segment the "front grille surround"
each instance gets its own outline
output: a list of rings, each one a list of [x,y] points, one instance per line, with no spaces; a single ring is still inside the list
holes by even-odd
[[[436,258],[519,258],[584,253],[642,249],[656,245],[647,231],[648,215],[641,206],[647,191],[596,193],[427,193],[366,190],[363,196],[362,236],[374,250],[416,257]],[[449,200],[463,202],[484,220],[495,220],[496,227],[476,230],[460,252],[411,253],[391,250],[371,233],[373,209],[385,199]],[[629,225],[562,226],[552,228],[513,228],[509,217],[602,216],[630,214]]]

# # # # # # #

**Instruction:** Reproduce the material with each occurrence of "instance" changed to "object", leaving everything else untouched.

**Answer for this exercise:**
segment the "front grille surround"
each object gets its own outline
output: a list of rings, each one a list of [x,y] points, one object per line, with no spaces; a single ring is still inside the list
holes by even-odd
[[[436,258],[519,258],[584,253],[642,249],[656,245],[647,231],[648,215],[641,206],[647,191],[596,193],[427,193],[366,190],[363,196],[362,236],[374,250],[416,257]],[[449,200],[463,202],[484,220],[495,220],[496,227],[476,230],[460,252],[411,253],[391,250],[371,233],[373,209],[385,199]],[[629,225],[562,226],[552,228],[513,228],[509,217],[602,216],[630,214]]]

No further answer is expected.